▶ [Your objective]: Nothing should be left out: repeat all the data exactly.

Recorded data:
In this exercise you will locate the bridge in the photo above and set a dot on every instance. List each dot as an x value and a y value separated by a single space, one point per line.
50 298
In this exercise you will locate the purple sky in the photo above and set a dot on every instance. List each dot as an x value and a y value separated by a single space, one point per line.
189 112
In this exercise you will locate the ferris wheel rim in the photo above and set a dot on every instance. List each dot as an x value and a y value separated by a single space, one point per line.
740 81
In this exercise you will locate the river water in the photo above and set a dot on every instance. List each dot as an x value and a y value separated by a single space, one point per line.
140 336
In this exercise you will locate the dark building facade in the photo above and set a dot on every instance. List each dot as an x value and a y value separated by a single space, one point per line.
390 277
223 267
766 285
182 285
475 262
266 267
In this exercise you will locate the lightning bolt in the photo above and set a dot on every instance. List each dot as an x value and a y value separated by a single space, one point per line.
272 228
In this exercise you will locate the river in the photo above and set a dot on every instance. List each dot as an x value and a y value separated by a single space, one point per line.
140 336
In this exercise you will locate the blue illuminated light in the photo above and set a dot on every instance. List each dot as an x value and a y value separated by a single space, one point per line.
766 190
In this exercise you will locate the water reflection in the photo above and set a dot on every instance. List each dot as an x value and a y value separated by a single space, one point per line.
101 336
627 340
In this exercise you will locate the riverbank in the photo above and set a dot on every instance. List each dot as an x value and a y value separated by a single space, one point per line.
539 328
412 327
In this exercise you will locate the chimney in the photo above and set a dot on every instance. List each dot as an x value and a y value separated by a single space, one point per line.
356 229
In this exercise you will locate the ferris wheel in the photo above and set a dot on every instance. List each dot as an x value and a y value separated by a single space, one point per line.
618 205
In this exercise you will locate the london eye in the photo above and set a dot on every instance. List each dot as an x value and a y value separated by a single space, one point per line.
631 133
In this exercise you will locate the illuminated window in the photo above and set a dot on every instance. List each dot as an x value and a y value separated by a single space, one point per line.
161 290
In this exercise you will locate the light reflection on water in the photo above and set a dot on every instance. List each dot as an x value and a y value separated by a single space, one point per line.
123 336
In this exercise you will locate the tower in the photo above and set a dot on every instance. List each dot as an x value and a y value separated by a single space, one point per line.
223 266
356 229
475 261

▶ [Task answer]:
In this exercise you will locate the bridge in the photo above and set a dot on every instance. List each dot as an x value and a y value separated by a single space, one point per line.
50 298
In this exercise you will locate the purple sky in the photo above and set a dot on every instance. List each dot as an x value and a y value separated by a single space, one point per line.
189 112
In this exercise you will locate the ferris wheel rim in the photo above and set a dot on every instance. List each dot as an x value and a y value separated by a single space, one point per line.
740 81
In this exercise you will locate the river water in the photo above and set a dot on every instance. List each dot as an x value and a y value separated by a single space, one point per line.
140 336
In this exercise you will locate the dark building facade in the photo above and set a dot on every instance. List each dot as an x value and a y value separated by a single space, one point per line.
390 277
223 267
766 285
182 285
475 262
266 267
In this exercise you will locate the lightning bolt in the photo above and set a dot on every instance. List each dot as an x value and a y value separated by a single space, one point per line.
272 228
In this exercise you will locate the river in the photo above and set a dot on every instance. List each dot as an x value and a y value separated by a single space, one point per line.
140 336
In this exercise you will locate the blue illuminated light in the photo above and set a dot on every instance. List each dot as an x value and a y value separated by a single space, one point per line.
766 190
In this exercise you will locate the water reflection in the photo above and set a dot on every instance. List each dot as an x value and a y value separated by a single space, one point per line.
101 336
627 340
In this exercise you will locate the riverbank in the photo above and set a dot on every instance. List each dot as an x value and a y value separated by a single space, one point per line.
539 328
412 327
In this exercise you will locate the chimney in the photo above and set a dot on every instance. List each dot as an x value and a y value separated by a single space, one point per line.
356 229
In this exercise you will locate the ferris wheel in the photo above and set a dot on every instance. List each dot as an x value and a y value separated by a single space, one point per line.
618 205
In this exercise you will locate the london eye in the photo above and set a dot on every instance. List each dot as an x value and a y value separated by a single space, one point per line.
631 133
In this exercise you will locate the illuminated window in the photo above and set a dot on every instance. List each dot as an x value and a y value separated by a single space, one point per line.
161 290
In this exercise you will locate the light reflection on water in the photo above and set a dot on every instance. List each dot as an x value and a y value separated by a single space, one point per line.
123 336
In this exercise you will locate the tower in the photo above and set a dot on every instance. List each dot as an x value and a y value separated by a single space, one point per line.
223 266
356 229
475 261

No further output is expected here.